WHAT IS BEING ASKED:
The result should be the line with "Report pixel corners" followed by every remaining line of the entries, each reproduced exactly, with nothing else.

Saved data entries
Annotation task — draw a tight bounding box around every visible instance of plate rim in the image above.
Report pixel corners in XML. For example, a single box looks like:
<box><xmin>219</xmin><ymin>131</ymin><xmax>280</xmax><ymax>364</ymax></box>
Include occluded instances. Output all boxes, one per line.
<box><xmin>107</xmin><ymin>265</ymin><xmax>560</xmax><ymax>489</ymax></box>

SOLUTION:
Report pixel corners in XML. For example, a single box looks like:
<box><xmin>219</xmin><ymin>131</ymin><xmax>280</xmax><ymax>364</ymax></box>
Include occluded instances. Output all boxes, one per line.
<box><xmin>107</xmin><ymin>265</ymin><xmax>560</xmax><ymax>489</ymax></box>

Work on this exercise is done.